**ОТРЫВОК:**

++++++++++++++++++++

Сами по себе сканы мозга не могут сказать нам, является ли человек бессовестным лжецом, любителем определенного бренда, имеет ли он пристрастие к наркотикам или что он не в силах сопротивляться побуждению к убийству. Фактически данные, полученные на основании исследований мозга, на сегодняшний день демонстрируют «нейроизбыточность», то есть мало что добавляют к более привычным источникам информации, на которые мы полагались прежде. В худшем случае данные, полученные методами нейронауки, могут повлиять на нашу способность отличать хорошие объяснения психологических явлений от плохих.

Мы не склонны утверждать, что нейронаука готовит революцию в сфере права. Мы согласны со Стивеном Морсом, что нейронаука займет свое место среди других научных дисциплин, которые играют важную роль в судебных процессах: это фрейдовский психоанализ, бихевиоризм, Чикагская социологическая школа и многообещающие генетические исследования. «Единственное, чем отличается нейронаука, — по словам Морса, — это тем, что мы получаем более симпатичные картинки, и они выглядят более научными» (2). Пожалуй, за исключением фрейдизма, все эти дисциплины вносят свой реальный вклад в судебные процессы, способствуя пониманию того, почему люди действуют так, как они действуют. Но они едва ли вытеснят важнейшие правовые инструменты, такие как показания свидетелей и перекрестный допрос.

Нейробиологи пока не могут выявить надежные причинно-следственные связи между данными, описывающими мозг, и поведением. Пока они не смогут пролить свет на то, как измерять свойство, которое закон

считает важным для установления виновности — способность к здравому мышлению, — риторическая ценность изображений мозга будет сильно превосходить их применимость в области права. В рамках права присуждение уголовной и моральной ответственности не зависит от причин, приведших к недопустимому поведению, а зависит от того, есть ли у правонарушителя достаточная способность к рациональному мышлению, чтобы он мог изменить свое поведение на основе прогнозируемых последствий. Именно поэтому было сказано, что в сегодняшних судах «действия говорят больше, чем изображения», как это и должно быть (3).

++++++++++++++++++++

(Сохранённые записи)
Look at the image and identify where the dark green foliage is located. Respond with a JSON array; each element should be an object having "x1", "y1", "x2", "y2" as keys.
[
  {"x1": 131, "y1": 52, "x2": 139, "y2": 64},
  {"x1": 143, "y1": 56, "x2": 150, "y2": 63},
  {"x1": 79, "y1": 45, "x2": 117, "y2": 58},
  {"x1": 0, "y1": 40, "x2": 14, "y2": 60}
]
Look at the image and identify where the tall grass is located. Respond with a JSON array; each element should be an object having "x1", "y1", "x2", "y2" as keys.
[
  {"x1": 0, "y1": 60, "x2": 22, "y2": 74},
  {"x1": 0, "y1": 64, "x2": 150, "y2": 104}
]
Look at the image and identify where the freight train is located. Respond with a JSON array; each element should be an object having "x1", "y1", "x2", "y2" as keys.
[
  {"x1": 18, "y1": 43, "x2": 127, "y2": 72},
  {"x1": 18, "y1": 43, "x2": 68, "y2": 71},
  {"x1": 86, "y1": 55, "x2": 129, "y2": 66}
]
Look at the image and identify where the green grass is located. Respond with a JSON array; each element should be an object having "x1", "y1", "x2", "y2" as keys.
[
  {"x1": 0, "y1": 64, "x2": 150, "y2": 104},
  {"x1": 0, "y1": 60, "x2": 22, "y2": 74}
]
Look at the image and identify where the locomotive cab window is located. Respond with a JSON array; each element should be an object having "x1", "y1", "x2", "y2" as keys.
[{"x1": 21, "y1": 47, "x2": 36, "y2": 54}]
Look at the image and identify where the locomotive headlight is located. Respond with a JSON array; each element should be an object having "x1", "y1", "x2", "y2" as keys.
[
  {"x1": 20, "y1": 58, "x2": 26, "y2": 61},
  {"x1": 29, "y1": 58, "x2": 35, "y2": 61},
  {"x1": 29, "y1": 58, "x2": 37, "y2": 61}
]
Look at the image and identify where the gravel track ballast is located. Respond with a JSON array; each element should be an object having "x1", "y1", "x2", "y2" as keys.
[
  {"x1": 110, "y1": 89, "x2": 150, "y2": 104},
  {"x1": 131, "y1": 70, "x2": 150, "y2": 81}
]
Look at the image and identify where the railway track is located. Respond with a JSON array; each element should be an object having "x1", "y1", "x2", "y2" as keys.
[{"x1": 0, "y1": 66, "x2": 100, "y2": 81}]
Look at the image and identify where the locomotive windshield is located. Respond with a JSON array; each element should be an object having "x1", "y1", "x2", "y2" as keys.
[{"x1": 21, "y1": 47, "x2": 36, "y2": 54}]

++++++++++++++++++++

**ЗАДАНИЯ:**
a – Выведите дословно часть отрывка о нейронауке и праве от «Сами по себе» до «явлений от плохих.».
b – Пожалуйста, допишите следующую часть отрывка о нейронауке и праве, начиная сразу после его последнего предложения.

**ВАШИ ОТВЕТЫ:**
a –
Сами по себе сканы мозга не могут сказать нам, является ли человек бессовестным лжецом, любителем определенного бренда, имеет ли он пристрастие к наркотикам или что он не в силах сопротивляться побуждению к убийству. Фактически данные, полученные на основании исследований мозга, на сегодняшний день демонстрируют «нейроизбыточность», то есть мало что добавляют к более привычным источникам информации, на которые мы полагались прежде. В худшем случае данные, полученные методами нейронауки, могут повлиять на нашу способность отличать хорошие объяснения психологических явлений от плохих.

b –
Основанные на функционировании мозга объяснения социально значимых поступков игнорируют важные уровни анализа — психологические, социальные и культурные — и попадают в ловушку нейро- центризма. Таким образом, они практически гарантированно оказываются неполноценными. Хотя ученые могут описывать человеческое поведение на разных уровнях — нейронном, психологическом, поведенческом и социальном, — они пока не приблизились к преодолению зияющего провала между нейронными механизмами и психическими процессами. Мозг обеспечивает существование психики и, таким образом, личности. Но нейронаука пока не может и, возможно, никогда не сможет полностью объяснить, как это происходит.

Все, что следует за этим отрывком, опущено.